Vos consignes:
Répondez, s'il vous plaît, à ces questions à partir du texte ci-dessous sur la peinture des campagnes.
1. De quelle famille étaient issus les frères Le Nain ?
2. Quels sont les quatre courants majeurs de la peinture de paysage au XIX° siècle ?
3. Quels peintres sont présentés comme les meneurs du courant réaliste ?

Texte:
<<<<

Peindre les campagnes, c'est peindre à la fois les paysages et la population rurale. La peinture des paysages peut montrer ou non les transformations des campagnes et la manière dont elles sont perçues par les artistes.
Le XIX° siècle est progressivement marqué par la valorisation du monde rural par les peintres. Auparavant, le monde rural n'était jamais un sujet de tableau en lui-même : il apparaissait comme un décor mythique ou comme un paysage champêtre, idyllique, de divertissement. L'industrialisation et la croissance des villes provoquent en réaction un attachement aux valeurs terriennes. De là les discours agrariens, les romans paysans, les tableaux à sujets paysans. Le monde rural apparaît comme une garantie de stabilité face aux évolutions.
Les antécédents picturaux des XVII° et XVIII° siècles ont évoqué le paysan au rythme de la représentation des travaux paysans en sculpture, sur des enluminures, dans la peinture hollandaise. Les frères Le Nain, issus d'une famille de vignerons de Bourgogne, ont peint au XVII° siècle une soixantaine de tableaux représentant la vie quotidienne des paysans dans des scènes familières. Mais dans l'ensemble de leur œuvre, les paysans ne sont pas représentés en train de travailler. En effet, ces peintures s'inscrivent dans le goût de la clientèle bourgeoise pour les gueuseries. En outre, à l'exception des Le Nain, les paysans ne figurent jamais au centre des tableaux, et cela jusqu'au milieu du XIX° siècle.
Un tournant s'amorce avec le romantisme en ce qui concerne les paysages. Ce changement est lié à l'évolution du rapport entre l'artiste et la nature. Le XIX° siècle est en effet le siècle de la peinture de paysage au sein duquel prédominent quatre courants majeurs : 1. le néoclassicisme ; 2. l'école de Barbizon ; 3. l'impressionnisme ; 4. la peinture symboliste. Les peintures issues de ces écoles représentent souvent des campagnes inhabitées, alors que le monde rural est un monde plein démographiquement. La trace de l'homme n'est visible que par petites touches : un chemin, un clocher. Le paysan lui-même n'apparaît pas.
Le paysan s'impose comme figure centrale à partir des années 1840, avec l'émergence du courant réaliste dont Millet et Courbet sont les meneurs. Le paysan devient alors sujet de peinture et son identité est de plus en plus liée au travail.

>>>>

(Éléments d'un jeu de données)

<<<<

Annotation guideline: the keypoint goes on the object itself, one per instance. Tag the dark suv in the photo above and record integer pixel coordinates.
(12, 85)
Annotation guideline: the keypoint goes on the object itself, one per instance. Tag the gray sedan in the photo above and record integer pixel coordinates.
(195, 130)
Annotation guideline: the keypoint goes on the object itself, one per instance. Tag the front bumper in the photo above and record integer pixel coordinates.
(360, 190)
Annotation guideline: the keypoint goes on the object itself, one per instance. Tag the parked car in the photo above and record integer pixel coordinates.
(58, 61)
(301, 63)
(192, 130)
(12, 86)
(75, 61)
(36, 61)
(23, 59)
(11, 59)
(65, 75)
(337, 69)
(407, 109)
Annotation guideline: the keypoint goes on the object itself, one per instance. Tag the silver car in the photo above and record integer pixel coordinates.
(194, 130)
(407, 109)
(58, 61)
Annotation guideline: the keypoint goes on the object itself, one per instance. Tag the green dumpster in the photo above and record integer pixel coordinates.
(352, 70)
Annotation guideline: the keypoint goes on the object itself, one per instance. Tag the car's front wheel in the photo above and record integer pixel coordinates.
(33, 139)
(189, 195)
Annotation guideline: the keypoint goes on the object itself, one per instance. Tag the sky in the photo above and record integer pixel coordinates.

>>>>

Solution du problème:
1. D'une famille de vignerons de Bourgogne.
2. Le néoclassicisme, l'école de Barbizon, l'impressionnisme et la peinture symboliste.
3. Millet et Courbet.